MATERIAL FOR THIS TASK:
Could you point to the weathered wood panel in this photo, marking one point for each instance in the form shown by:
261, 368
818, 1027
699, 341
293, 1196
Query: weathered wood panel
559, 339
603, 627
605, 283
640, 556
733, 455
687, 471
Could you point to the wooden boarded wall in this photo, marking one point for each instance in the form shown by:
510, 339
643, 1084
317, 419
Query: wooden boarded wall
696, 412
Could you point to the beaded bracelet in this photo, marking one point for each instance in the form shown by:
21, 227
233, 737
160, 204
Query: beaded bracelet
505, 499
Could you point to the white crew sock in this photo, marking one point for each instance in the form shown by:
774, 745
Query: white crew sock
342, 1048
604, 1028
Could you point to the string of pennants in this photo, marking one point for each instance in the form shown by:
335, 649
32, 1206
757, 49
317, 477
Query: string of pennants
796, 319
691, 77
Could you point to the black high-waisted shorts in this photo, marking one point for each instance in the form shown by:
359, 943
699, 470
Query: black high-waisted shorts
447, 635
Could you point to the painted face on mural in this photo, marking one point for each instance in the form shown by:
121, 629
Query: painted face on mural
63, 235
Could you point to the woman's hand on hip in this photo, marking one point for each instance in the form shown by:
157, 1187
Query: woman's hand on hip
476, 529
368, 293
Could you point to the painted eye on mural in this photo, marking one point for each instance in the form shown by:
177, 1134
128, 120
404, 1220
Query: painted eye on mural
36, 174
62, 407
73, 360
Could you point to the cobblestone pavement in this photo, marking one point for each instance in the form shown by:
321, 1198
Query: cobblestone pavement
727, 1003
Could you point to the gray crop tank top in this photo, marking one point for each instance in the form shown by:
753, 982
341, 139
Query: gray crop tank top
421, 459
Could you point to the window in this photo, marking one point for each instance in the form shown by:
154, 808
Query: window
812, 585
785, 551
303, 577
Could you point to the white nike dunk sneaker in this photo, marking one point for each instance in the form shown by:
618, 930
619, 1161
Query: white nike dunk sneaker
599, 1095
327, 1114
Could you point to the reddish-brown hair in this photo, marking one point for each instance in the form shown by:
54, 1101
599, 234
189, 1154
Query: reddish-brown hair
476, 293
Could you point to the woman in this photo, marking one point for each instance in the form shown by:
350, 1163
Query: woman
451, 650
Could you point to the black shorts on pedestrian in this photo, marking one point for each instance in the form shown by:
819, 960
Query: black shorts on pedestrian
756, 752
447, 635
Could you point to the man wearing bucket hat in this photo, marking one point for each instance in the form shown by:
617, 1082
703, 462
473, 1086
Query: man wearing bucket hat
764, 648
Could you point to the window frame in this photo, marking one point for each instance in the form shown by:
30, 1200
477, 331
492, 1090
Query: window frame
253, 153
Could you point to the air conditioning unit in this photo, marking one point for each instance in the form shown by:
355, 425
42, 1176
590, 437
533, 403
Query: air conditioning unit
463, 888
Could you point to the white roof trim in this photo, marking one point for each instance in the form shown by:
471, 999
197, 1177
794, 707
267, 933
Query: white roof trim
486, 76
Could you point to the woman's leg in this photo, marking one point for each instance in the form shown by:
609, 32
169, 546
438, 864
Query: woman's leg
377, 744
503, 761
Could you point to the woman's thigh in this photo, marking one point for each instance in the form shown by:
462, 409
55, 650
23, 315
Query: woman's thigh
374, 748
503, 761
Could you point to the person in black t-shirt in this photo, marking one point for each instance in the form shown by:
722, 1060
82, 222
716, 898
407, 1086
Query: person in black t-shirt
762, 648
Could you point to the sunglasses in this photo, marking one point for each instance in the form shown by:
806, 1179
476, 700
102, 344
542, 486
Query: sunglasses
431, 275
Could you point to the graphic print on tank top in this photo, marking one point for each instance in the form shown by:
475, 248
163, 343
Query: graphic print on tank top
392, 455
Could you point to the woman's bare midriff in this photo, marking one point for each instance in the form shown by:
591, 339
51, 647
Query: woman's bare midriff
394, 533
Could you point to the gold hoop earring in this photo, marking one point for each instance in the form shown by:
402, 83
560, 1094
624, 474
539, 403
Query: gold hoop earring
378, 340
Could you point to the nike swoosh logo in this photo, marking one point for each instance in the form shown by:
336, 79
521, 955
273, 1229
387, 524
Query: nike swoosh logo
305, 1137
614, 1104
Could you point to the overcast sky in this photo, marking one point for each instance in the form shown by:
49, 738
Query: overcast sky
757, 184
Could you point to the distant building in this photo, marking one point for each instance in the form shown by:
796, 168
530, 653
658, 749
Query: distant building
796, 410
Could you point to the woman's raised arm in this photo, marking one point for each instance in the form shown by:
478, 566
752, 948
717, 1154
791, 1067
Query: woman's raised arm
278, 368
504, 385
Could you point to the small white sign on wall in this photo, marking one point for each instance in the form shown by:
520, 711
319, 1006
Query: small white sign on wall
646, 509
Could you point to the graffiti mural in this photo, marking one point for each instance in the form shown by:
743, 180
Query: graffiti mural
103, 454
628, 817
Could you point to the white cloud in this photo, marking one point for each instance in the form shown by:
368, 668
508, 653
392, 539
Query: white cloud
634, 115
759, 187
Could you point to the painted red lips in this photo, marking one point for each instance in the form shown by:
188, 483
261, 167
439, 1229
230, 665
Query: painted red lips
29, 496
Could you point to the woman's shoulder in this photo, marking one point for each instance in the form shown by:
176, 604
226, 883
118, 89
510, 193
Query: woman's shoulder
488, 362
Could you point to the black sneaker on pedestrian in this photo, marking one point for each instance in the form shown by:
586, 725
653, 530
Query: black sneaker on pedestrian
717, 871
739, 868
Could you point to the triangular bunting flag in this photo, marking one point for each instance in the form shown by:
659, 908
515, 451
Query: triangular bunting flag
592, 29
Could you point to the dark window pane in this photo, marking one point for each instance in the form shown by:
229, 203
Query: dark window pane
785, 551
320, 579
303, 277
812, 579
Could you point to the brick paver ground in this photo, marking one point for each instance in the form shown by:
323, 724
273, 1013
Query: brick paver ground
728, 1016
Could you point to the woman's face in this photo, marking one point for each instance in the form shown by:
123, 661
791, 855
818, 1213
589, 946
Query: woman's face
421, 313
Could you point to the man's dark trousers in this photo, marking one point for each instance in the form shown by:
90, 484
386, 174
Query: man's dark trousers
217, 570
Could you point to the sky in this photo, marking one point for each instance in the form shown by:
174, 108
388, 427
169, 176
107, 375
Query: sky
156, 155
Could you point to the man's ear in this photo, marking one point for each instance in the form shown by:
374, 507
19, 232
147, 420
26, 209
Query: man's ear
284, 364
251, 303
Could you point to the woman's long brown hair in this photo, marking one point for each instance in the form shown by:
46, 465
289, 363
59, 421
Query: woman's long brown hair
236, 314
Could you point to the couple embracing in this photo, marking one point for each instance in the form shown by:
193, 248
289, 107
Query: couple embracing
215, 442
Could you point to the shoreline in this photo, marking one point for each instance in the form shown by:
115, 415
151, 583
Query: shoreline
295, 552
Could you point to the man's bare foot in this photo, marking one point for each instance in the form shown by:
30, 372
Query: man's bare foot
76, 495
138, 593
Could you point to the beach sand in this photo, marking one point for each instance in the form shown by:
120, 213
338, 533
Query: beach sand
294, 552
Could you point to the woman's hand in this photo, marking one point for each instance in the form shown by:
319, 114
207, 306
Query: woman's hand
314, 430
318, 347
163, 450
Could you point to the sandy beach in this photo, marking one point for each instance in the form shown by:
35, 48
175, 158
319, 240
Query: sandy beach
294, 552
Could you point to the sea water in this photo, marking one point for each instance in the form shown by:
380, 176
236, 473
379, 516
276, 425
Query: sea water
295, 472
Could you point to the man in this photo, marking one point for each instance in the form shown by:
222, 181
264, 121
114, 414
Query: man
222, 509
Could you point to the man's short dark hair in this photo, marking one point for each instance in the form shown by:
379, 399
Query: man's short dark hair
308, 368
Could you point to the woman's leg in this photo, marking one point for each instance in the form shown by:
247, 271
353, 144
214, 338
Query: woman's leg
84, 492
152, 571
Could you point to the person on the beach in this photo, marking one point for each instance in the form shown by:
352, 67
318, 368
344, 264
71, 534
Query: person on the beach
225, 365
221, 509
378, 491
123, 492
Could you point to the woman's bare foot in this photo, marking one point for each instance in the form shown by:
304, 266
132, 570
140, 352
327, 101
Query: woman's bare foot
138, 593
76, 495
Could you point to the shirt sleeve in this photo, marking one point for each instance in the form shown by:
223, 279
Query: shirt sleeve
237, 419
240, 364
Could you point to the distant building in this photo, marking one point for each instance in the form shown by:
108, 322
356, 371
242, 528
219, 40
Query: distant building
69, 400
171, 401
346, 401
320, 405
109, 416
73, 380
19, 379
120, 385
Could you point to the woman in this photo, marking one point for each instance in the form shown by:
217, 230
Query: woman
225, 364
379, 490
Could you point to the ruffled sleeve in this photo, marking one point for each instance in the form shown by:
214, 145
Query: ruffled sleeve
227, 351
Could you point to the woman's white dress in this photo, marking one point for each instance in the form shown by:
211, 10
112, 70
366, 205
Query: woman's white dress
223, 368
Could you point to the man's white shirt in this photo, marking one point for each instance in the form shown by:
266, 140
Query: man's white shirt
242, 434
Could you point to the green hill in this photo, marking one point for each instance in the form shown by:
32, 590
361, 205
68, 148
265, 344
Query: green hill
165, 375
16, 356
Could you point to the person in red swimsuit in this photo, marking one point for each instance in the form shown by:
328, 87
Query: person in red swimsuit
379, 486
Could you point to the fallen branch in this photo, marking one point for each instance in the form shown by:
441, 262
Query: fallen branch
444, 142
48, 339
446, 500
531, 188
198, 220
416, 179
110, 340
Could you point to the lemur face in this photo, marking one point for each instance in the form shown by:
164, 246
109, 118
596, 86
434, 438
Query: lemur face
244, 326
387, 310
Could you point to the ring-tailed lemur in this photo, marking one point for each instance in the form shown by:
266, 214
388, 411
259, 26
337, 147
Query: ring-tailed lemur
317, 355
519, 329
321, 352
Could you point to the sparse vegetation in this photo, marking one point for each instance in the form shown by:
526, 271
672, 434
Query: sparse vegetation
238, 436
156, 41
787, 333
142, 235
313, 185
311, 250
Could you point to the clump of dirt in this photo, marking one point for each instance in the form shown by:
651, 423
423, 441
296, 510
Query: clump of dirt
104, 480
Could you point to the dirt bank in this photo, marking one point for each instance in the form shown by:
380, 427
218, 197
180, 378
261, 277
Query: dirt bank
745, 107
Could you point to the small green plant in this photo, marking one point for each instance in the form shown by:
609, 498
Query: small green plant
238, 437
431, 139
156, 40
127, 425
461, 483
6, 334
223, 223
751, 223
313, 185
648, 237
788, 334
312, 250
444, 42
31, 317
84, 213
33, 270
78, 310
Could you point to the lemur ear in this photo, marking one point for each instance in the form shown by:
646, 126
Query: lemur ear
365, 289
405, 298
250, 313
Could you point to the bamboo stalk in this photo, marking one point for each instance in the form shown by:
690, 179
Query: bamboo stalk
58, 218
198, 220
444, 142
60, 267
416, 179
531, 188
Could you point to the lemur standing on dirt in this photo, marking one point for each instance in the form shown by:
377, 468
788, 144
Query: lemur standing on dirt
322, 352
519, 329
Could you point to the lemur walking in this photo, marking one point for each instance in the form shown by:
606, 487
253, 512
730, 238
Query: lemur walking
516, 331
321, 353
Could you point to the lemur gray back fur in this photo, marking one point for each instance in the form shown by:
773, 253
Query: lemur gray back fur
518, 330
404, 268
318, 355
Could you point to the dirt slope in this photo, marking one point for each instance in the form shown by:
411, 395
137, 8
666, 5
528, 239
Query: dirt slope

EXERCISE BRIEF: Reproduce word for word the lines above, from the line containing "Could you point to the small green" through the end of the entries, both included.

SOLUTION TO THE PROBLEM:
Could you point to the small green plant in this photo, marking one point for each instance in the form shown by:
609, 498
Query: small green plant
238, 437
431, 139
156, 40
127, 425
461, 483
6, 334
223, 223
751, 223
313, 185
648, 237
788, 334
312, 250
444, 42
31, 317
84, 213
33, 270
78, 310
Could you point to the lemur ear in this photo, marking one point for each instance in the form shown by:
646, 126
Query: lemur ear
365, 289
405, 298
250, 313
Could you point to the bamboo stalk in this photo, marking one point for each instance in the form shown by:
690, 179
Query: bamboo stalk
58, 218
198, 220
444, 142
60, 267
416, 179
531, 188
Could you point to the lemur standing on dirt in this photo, marking one point for each instance in the form shown by:
377, 468
788, 144
Query: lemur standing on dirt
322, 352
519, 329
Could you point to the lemur walking in this photo, marking one point for each instance in the form shown by:
606, 487
253, 512
730, 238
Query: lemur walking
516, 331
321, 353
Could you point to the lemur gray back fur in this photo, marking one point for each instance in the form shown by:
773, 253
Query: lemur gray back fur
518, 330
404, 268
318, 355
Could you point to the dirt slope in this photo, marking one point for each instance in the form shown by:
411, 395
137, 8
666, 5
528, 239
Query: dirt slope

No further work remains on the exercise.